▶ **GOAL**: Render every non-blank line of the rows below as a Markdown table with two columns, No and Line. Put the line's number in No and its text in Line.

▶ **AVAILABLE RECORDS**:
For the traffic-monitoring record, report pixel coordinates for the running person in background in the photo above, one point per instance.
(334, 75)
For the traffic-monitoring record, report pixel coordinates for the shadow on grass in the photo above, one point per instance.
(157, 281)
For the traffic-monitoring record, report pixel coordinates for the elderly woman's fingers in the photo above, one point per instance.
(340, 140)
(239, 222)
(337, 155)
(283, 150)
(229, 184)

▶ **FULL ANSWER**:
| No | Line |
|---|---|
| 1 | For the traffic-monitoring record, report pixel coordinates for the running person in background in the photo above, one point per instance. |
| 2 | (334, 75) |
| 3 | For the traffic-monitoring record, report pixel coordinates for the shadow on grass in the photo above, one point per instance. |
| 4 | (157, 281) |
| 5 | For the traffic-monitoring record, report pixel coordinates for the elderly woman's fingers in the photo above, one point per instance. |
| 6 | (340, 140) |
| 7 | (239, 222) |
| 8 | (337, 155) |
| 9 | (283, 150) |
| 10 | (229, 184) |